**Directions**
Where a line below holds the string "skirt", that line goes into the answer.

**Data extract**
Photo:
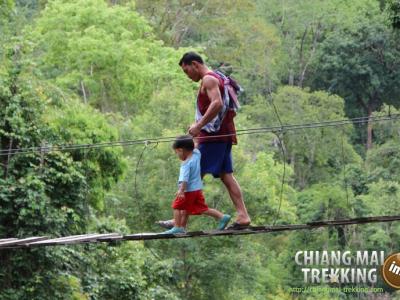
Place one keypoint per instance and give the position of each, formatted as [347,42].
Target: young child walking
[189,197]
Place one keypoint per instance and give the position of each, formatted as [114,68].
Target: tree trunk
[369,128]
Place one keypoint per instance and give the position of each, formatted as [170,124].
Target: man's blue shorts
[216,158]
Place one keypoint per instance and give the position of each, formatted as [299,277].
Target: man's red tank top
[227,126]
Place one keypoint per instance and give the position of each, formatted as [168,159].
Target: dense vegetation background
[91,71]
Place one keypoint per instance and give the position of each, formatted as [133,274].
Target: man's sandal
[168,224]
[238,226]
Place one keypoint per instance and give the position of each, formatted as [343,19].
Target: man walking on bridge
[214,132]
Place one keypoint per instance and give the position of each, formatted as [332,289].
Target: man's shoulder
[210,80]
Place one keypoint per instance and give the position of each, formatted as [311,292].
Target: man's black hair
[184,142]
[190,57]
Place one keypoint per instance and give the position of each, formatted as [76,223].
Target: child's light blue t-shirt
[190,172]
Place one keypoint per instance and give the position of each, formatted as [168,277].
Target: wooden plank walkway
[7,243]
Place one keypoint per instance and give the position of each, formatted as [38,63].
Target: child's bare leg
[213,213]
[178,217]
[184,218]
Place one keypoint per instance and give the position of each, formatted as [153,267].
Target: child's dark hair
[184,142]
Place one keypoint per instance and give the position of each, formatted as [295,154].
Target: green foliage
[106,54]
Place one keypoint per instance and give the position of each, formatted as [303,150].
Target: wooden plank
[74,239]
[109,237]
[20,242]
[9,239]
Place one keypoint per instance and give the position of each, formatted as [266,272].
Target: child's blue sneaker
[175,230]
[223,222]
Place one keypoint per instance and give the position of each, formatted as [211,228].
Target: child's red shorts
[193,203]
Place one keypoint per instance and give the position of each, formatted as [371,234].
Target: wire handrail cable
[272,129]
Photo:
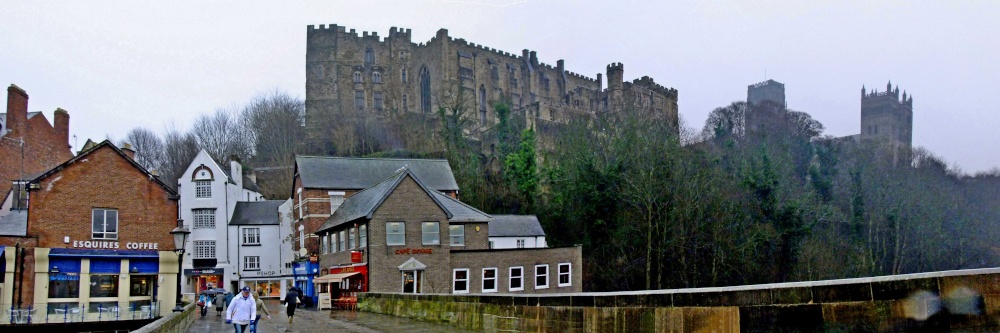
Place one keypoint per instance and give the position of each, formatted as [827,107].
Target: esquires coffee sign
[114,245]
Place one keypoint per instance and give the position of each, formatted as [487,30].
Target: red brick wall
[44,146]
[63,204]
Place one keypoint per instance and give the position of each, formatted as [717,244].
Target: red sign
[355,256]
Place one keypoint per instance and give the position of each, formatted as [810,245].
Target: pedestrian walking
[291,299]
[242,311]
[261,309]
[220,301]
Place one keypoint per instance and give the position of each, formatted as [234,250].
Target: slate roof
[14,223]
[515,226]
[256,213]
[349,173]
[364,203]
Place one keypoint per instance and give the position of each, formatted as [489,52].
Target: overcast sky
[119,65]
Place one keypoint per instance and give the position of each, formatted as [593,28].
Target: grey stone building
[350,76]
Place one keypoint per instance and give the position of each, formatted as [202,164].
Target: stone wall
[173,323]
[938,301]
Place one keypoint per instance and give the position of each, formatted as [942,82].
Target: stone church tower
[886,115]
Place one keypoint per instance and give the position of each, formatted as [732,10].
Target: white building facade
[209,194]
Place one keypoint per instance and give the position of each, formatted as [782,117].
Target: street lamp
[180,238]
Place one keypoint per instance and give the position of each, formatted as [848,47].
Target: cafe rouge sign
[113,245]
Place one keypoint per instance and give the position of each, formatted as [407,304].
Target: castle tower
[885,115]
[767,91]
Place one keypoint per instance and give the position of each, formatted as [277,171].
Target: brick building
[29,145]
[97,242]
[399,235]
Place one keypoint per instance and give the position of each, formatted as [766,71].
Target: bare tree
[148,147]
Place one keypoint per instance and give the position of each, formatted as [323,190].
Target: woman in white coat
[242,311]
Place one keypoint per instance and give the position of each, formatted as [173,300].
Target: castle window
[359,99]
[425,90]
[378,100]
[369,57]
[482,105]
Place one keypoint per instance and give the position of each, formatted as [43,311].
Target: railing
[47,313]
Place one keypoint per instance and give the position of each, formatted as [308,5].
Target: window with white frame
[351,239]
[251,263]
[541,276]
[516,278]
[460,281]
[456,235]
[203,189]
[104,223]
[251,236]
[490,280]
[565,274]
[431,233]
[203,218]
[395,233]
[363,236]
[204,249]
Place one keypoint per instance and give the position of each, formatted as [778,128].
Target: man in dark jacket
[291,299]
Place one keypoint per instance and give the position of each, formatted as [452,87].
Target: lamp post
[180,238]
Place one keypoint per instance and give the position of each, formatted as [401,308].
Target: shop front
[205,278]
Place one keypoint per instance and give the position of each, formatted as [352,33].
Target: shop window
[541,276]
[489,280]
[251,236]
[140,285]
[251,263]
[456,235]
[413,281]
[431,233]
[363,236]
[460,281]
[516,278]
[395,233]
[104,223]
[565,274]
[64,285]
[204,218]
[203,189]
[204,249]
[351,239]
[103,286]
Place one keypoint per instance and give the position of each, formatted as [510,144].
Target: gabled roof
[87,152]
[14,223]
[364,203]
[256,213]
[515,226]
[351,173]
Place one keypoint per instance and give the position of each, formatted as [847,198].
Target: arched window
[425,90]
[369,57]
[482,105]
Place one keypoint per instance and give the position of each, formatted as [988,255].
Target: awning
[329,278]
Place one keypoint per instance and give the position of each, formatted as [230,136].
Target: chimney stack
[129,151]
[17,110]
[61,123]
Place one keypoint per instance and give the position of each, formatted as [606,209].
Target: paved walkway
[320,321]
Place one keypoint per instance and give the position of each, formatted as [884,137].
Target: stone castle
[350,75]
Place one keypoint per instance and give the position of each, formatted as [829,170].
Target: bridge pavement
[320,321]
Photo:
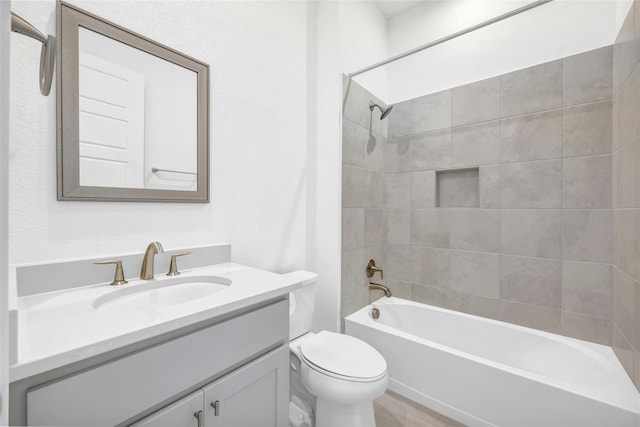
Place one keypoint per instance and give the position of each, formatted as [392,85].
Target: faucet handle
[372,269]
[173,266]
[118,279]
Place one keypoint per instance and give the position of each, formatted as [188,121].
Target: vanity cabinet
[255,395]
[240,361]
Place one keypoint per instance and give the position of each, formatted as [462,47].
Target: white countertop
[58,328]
...
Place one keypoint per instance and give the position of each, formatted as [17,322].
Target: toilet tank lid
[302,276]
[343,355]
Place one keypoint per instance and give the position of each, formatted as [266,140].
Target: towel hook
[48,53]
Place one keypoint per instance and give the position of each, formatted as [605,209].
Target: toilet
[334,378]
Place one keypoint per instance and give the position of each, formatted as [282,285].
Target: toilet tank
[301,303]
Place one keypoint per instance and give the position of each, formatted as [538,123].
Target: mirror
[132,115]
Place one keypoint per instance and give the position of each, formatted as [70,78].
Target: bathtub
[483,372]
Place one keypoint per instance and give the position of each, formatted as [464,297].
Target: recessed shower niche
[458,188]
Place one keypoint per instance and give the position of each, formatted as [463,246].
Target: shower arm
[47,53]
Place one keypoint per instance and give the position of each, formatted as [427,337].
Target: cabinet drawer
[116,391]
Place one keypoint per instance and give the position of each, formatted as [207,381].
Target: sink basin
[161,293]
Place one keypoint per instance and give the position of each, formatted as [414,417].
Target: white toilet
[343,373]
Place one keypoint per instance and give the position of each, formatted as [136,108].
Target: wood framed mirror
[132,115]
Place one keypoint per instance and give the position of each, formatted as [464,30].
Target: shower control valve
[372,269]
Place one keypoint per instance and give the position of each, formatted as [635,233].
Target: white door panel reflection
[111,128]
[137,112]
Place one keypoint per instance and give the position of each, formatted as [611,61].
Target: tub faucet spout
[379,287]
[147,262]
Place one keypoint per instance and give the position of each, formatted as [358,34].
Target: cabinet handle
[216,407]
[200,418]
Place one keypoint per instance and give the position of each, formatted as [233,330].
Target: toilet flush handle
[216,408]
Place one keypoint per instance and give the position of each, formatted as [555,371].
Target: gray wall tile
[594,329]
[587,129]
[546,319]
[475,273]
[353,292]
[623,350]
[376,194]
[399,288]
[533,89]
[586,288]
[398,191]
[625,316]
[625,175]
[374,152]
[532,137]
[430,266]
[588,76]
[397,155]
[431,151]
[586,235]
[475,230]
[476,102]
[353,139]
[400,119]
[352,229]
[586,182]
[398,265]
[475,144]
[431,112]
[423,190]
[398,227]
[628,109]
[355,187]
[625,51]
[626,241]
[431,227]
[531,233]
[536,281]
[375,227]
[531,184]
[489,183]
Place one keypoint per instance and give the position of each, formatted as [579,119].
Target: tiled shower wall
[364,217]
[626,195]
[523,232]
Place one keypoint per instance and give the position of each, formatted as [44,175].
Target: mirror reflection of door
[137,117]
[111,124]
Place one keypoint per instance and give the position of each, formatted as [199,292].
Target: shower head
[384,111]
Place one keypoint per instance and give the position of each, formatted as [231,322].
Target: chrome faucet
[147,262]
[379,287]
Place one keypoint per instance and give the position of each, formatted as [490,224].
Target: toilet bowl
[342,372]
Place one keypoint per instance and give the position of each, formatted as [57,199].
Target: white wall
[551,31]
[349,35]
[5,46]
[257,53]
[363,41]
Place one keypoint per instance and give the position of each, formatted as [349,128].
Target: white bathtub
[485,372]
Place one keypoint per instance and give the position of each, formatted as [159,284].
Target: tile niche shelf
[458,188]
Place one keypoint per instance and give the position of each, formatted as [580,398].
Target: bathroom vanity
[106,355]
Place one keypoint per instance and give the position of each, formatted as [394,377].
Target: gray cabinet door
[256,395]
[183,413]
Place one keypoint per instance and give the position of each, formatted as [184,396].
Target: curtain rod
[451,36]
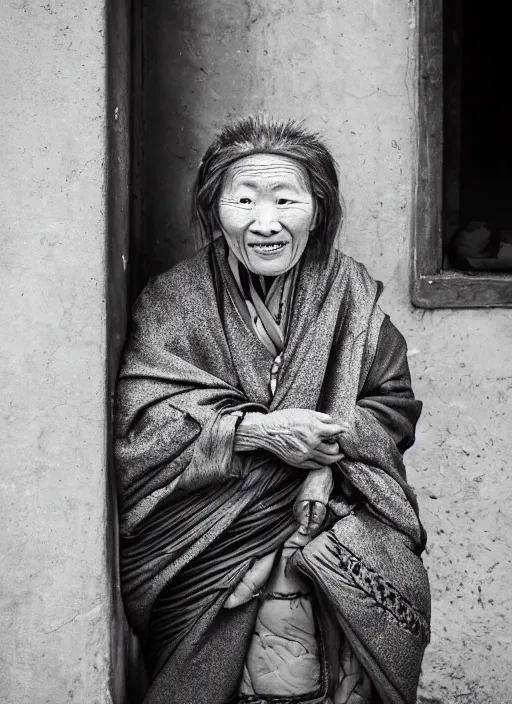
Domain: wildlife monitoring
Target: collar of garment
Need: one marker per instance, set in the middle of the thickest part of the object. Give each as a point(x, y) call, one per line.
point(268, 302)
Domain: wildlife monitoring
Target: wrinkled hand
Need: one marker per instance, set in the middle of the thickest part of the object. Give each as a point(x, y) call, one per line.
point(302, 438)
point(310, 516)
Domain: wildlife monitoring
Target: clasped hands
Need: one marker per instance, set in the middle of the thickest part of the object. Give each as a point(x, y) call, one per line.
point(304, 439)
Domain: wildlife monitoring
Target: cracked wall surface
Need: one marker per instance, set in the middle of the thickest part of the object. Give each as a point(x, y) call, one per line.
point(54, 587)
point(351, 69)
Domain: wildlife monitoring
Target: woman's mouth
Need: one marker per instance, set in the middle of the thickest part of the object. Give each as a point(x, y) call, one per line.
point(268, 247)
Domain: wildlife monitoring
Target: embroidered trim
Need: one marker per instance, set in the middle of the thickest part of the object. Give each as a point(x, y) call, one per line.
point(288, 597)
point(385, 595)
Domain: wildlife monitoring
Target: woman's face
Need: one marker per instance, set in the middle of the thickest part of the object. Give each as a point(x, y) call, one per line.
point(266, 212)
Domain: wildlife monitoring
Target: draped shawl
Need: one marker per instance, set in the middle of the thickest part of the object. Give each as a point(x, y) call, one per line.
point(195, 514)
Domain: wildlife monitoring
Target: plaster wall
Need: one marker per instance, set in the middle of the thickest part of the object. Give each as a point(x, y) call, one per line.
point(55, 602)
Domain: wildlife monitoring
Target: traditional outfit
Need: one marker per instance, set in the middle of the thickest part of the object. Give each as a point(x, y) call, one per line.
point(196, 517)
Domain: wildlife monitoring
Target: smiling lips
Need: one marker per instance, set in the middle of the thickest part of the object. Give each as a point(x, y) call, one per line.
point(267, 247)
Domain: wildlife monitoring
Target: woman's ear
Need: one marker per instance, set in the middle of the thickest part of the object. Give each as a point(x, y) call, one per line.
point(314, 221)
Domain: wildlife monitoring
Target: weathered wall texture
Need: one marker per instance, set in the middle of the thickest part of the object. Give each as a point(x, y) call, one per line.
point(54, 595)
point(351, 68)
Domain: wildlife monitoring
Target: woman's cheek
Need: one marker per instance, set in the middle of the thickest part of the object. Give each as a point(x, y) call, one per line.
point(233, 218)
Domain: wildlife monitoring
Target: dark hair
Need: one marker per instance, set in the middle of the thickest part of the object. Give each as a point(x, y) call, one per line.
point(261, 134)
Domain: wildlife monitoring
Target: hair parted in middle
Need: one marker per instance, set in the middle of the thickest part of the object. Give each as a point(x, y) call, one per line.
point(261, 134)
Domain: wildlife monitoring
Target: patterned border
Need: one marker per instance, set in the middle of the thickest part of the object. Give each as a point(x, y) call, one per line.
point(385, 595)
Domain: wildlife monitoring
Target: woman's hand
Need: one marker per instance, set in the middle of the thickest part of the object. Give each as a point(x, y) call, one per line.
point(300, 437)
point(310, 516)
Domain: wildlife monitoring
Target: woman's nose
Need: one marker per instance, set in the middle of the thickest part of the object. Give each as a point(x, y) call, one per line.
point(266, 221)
==
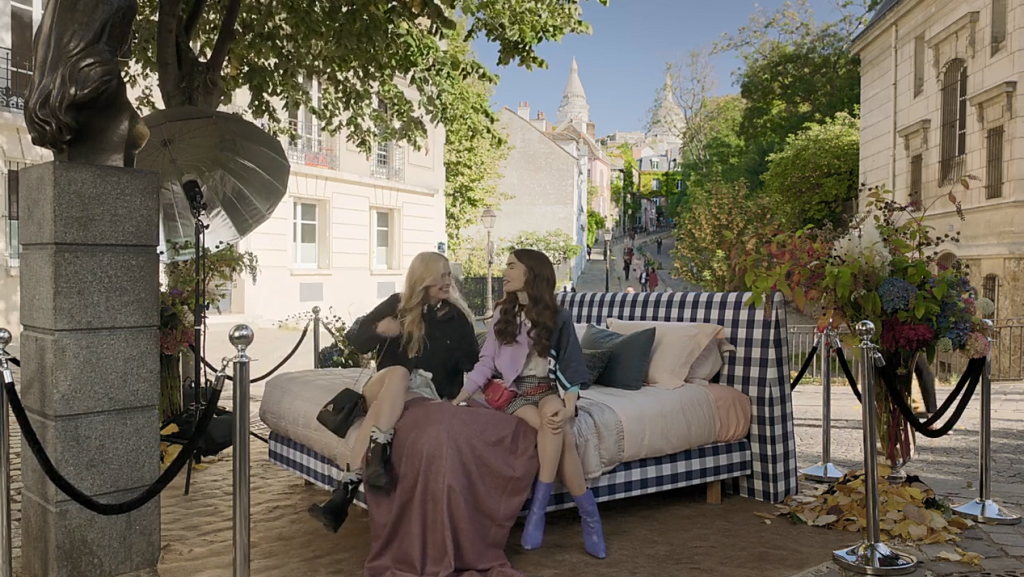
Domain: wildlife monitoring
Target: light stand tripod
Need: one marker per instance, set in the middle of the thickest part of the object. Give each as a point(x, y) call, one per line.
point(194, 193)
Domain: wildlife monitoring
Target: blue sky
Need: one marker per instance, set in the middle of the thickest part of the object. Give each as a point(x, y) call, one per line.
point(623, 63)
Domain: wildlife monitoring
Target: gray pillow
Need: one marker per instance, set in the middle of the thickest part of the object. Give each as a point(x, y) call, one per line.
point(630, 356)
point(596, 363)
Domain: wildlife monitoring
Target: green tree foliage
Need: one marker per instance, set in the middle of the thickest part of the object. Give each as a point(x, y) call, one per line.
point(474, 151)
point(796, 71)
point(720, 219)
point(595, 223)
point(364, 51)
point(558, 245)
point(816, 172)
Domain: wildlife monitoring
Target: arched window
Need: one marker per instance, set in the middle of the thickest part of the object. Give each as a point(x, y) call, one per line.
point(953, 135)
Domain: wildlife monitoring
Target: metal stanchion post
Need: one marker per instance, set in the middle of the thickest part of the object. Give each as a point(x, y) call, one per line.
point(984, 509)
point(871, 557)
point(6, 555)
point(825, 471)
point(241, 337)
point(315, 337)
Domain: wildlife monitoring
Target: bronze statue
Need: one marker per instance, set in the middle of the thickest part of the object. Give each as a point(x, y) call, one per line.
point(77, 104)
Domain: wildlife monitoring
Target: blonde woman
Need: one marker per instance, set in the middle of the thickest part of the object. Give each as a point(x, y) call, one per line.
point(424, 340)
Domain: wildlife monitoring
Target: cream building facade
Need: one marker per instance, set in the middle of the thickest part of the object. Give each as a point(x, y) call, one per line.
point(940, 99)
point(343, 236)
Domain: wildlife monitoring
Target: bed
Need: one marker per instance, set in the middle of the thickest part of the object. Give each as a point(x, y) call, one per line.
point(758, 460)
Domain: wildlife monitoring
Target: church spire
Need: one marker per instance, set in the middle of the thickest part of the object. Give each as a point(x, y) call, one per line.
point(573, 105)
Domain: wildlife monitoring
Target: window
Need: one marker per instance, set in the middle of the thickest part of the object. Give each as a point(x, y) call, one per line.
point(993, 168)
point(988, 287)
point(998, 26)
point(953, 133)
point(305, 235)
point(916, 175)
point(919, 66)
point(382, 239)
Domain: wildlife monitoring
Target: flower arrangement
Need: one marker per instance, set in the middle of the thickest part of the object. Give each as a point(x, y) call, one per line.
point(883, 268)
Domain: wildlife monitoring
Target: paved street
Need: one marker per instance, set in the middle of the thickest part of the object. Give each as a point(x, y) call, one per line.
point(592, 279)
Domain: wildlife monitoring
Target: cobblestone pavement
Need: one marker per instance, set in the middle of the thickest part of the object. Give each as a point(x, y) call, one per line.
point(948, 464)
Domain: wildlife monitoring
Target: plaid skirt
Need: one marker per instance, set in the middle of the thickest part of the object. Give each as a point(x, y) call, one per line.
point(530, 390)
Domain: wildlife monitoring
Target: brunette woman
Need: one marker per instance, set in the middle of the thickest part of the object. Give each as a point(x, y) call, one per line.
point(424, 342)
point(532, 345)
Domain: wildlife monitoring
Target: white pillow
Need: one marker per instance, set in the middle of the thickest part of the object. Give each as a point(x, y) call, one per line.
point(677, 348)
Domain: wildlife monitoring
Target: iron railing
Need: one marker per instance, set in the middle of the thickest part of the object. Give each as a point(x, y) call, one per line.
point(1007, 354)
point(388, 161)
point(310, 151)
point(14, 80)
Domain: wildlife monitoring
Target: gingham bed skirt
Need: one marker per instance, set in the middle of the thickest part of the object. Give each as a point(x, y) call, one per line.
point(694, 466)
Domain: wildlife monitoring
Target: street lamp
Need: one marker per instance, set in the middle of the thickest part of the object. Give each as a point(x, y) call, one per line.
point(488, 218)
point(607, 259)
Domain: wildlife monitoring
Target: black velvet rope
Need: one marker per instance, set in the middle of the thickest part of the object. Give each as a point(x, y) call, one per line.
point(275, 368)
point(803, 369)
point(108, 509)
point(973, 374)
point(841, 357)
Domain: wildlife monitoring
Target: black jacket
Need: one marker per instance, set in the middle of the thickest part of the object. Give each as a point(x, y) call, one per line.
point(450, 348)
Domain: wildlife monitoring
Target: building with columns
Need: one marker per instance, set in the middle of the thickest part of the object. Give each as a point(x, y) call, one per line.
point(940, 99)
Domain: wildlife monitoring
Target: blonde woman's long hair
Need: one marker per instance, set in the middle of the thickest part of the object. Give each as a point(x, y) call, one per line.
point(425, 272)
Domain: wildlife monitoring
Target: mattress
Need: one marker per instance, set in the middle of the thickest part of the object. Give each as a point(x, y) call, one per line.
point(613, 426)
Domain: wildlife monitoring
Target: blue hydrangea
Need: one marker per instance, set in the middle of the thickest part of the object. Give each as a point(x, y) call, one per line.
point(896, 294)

**Exercise response**
Target: plaid skirt
Target: gingham bed skirt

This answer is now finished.